» Tarefa proposta 1
Responda com base no texto sobre tráfico humano:
(a) Há quantos anos a Rede Um Grito pela Vida foi criada?
(b) Em quantos estados do país a rede tem representantes?
(c) De que ano são os dados do Ministério da Justiça citados pela Irmã Eurides Alves?
» Tarefa proposta 2
Repita, sem nenhuma alteração, o trecho do texto sobre tráfico humano que vai de "Leia, abaixo, a" até "humano no Brasil?".
» Tarefa proposta 3
Retome o texto sobre tráfico humano logo após a última frase apresentada e dê continuidade a ele.

» Texto para leitura
# # # # # # #
Mas, segundo a coordenadora da Rede Um Grito pela Vida, Irmã Eurides Alves de Oliveira, os números mostram apenas uma parte da realidade.
A rede, criada há oito anos, é formada por religiosas e trabalha diretamente com o enfrentamento do tráfico humano. Atualmente conta com mais de 250 representantes, de diversas congregações, em 22 estados do país.
Em entrevista ao noticias.cancaonova.com, a responsável fala sobre a realidade do tráfico humano no país e as ações de prevenção e assistência às vítimas deste crime.
Leia, abaixo, a entrevista na íntegra:
noticias.cancaonova.com: Diante do cenário atual brasileiro, quais os dados mais recentes sobre os casos de tráfico humano no Brasil?
Irmã Eurides Alves: Quando a gente fala de dados, estamos sempre falando de estatísticas oficiais que correspondem a uma parte da realidade. E a gente convive no Brasil com uma certa dificuldade de um banco de dados mais atualizado. Mas, o que nós temos recentemente do país são os dados do Ministério da Justiça, de 2013, que eles se baseiam nas fontes dos organismos internacionais e de pesquisas precárias que o país tem realizado.
Nós temos dados bem defasados. No Brasil hoje falam-se de mais de 25 mil pessoas em situação de tráfico humano para o trabalho escravo, mais ou menos 700 mulheres que atravessam anualmente as fronteiras internacionais do tráfico para fins de exploração sexual e falam-se de mais de 240 rotas de tráfico no país, das quais, mais de 60% corresponde ao tráfico interno (das cidades menores para as maiores, das regiões menos favorecidas para as de maior porte) focado sobretudo na exploração sexual de mulheres e crianças.
# # # # # # #
» Informações
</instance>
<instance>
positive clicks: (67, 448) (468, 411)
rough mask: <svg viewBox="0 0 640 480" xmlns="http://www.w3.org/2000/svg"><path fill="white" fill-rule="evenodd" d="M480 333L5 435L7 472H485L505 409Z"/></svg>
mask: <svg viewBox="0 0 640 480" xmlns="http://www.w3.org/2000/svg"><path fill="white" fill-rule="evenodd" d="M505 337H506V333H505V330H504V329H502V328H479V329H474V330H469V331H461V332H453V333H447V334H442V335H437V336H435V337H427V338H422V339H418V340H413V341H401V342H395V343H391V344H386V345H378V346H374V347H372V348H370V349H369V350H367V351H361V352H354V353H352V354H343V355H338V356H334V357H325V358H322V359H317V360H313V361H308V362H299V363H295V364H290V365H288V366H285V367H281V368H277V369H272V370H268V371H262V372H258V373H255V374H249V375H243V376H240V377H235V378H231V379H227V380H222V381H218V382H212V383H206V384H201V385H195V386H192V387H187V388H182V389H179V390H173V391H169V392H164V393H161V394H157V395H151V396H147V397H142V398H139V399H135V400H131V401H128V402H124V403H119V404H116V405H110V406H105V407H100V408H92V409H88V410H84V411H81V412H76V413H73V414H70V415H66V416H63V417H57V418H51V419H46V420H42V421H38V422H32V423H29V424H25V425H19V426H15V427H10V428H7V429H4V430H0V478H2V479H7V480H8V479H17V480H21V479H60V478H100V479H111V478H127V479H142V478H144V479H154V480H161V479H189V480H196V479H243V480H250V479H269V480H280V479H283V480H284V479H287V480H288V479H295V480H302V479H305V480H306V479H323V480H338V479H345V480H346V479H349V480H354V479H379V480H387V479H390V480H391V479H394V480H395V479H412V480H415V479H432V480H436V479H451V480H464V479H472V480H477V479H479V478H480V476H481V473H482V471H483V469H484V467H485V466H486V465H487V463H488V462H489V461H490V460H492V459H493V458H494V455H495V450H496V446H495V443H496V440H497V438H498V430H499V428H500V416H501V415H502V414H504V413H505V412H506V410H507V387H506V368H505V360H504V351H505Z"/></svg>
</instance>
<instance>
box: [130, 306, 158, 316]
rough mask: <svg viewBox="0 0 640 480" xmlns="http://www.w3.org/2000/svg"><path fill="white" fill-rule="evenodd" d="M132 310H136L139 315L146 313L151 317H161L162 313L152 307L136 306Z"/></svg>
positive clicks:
# # # # # # #
» Resultado da tarefa 1
(a) Há oito anos.
(b) Em 22 estados.
(c) De 2013.

» Resultado da tarefa 2
Leia, abaixo, a entrevista na íntegra:
noticias.cancaonova.com: Diante do cenário atual brasileiro, quais os dados mais recentes sobre os casos de tráfico humano no Brasil?

» Resultado da tarefa 3
Falam-se também de um grande fluxo de tráfico nas fronteiras do país. Nós temos um diagnóstico de 2013, mas que não traz números exatos, mas aponta o país como o responsável por 15% do tráfico humano – ou seja, daquilo que a OIT fala de mais de 20 milhões de pessoas ao ano, somos responsáveis por 15% desse tráfico de fronteira dentro da América Latina.
noticias.cancaonova.com: Quais são as regiões mais afetadas no país?
Irmã Eurides Alves: Segundo os dados estatísticos oficiais, o Norte, seguido pelo Nordeste, Sudeste, Centro-oeste e Sul. Nessa escala.
Uma pesquisa bem defasada, porque a gente quase não tem como mensurar, até porque o conceito de rotas hoje migra muito. Sobretudo agora com esse fluxo migratório que estamos tendo, que é assustador. Não no sentido que é ruim, porque as pessoas têm o direito de ir e vir e correr atrás dos seus sonhos, mas a gente está tendo uma migração forçada muito grande nas fronteiras. Então as rotas migram muito, porque as pessoas tentam entrar onde conseguem maior facilidade, mas o mapa das rotas que nós temos (de 2002 a 2005) destaca a região norte com 76 rotas.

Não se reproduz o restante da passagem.